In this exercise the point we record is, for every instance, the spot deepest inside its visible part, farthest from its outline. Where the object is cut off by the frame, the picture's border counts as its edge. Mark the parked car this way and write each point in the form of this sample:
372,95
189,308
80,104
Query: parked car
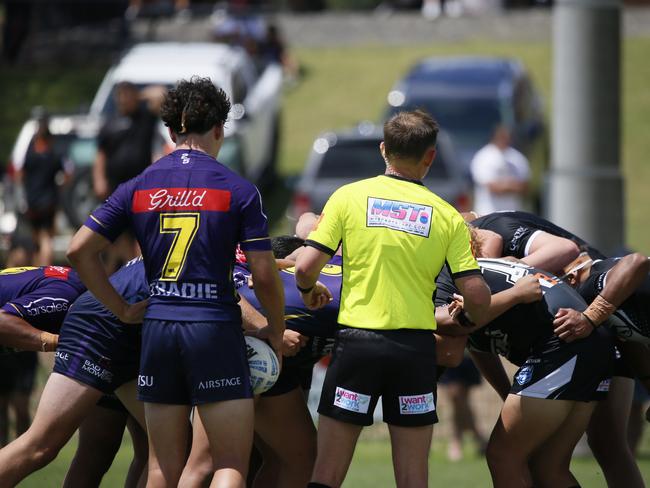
252,130
470,96
338,158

——

The aim is an exact repeat of the entire listing, stripped of pictures.

In this exercise the point we record is, for every instance, the spot deepest inside its visible part, farthest from its outline. Where the object is cut off by the frame, the picture's border counts as its edge. Mark the parked car this way and write each point in the form of this sample:
372,95
189,308
80,104
Query: parked car
252,130
470,96
338,158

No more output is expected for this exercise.